■ **GIVEN PASSAGE**:
━━━━

Mitral valve (MV) disease is common in humans and not infrequently fatal. Mitral regurgitation, in particular, demonstrates a strongly-graded relationship between severity and reduced survival. MV surgery, both repair and replacement, are commonly exercised treatment options for mitral regurgitation. Imaging and assessment of the mitral valve has traditionally been achieved by qualitative 2D ultrasound image analysis. Recently, real-time three-dimensional transesophageal echocardiography (rt-3DTEE) has become widely available and implemented. 3D image-based modeling of the mitral valve is increasingly useful, and finite element analysis (FEA) has been applied to the MV frequently over the last 20 years.
To date, the majority of valve morphometry studies have employed manual tracing to reconstruct valve geometry from 3D echocardiographic image data. Therefore, the first objective herein is to introduce an alternative semi-automated approach to valve morphometry based on a simple and rapid approach to user-initialized image segmentation that exploits the contrast between the mitral valve tissue and surrounding blood pool in rt-3DTEE images. The valve is subsequently modeled using 3D continuous medial representation to obtain localized thickness maps of the mitral leaflets.

━━━━

■ **WORK ORDER A**: List every term the mitral valve passage introduces together with an abbreviation in parentheses, giving each term with its abbreviation.
■ **WORK ORDER B**:
Using the mitral valve passage, answer each question on its own line:
(i) Which two forms of MV surgery are named as treatment options for mitral regurgitation?
(ii) How has imaging and assessment of the mitral valve traditionally been achieved?
(iii) What is used to model the valve so that localized thickness maps of the leaflets can be obtained?
■ **WORK ORDER C**: Write out the stretch of the mitral valve passage from "To date, the" through "the mitral leaflets.", word for word.

■ **MATERIAL PROVIDED**:

━━━━

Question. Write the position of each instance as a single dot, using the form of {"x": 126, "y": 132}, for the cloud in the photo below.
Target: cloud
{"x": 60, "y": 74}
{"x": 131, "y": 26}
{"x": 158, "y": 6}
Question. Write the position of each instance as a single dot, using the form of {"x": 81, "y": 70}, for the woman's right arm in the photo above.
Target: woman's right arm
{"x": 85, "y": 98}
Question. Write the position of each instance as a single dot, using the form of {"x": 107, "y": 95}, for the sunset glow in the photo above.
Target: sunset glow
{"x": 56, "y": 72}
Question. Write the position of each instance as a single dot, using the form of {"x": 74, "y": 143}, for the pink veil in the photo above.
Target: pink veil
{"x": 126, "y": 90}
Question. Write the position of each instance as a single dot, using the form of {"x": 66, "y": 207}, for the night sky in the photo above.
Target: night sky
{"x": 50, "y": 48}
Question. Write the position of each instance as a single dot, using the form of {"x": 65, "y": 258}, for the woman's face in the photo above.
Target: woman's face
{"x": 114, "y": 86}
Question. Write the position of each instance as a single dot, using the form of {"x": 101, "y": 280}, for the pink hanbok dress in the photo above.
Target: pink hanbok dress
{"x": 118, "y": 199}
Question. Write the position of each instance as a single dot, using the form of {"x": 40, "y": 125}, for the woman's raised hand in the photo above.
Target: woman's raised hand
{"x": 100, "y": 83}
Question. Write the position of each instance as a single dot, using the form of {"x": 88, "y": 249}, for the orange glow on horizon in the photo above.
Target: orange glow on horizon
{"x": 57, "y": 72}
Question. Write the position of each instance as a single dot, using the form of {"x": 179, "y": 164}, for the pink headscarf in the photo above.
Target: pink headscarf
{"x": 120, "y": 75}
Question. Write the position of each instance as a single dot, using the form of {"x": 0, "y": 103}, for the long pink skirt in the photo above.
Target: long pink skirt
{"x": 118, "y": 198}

━━━━

■ **TASK RESULT A**:
- mitral valve (MV)
- real-time three-dimensional transesophageal echocardiography (rt-3DTEE)
- finite element analysis (FEA)

■ **TASK RESULT B**:
(i) Repair and replacement.
(ii) By qualitative 2D ultrasound image analysis.
(iii) 3D continuous medial representation.

■ **TASK RESULT C**:
To date, the majority of valve morphometry studies have employed manual tracing to reconstruct valve geometry from 3D echocardiographic image data. Therefore, the first objective herein is to introduce an alternative semi-automated approach to valve morphometry based on a simple and rapid approach to user-initialized image segmentation that exploits the contrast between the mitral valve tissue and surrounding blood pool in rt-3DTEE images. The valve is subsequently modeled using 3D continuous medial representation to obtain localized thickness maps of the mitral leaflets.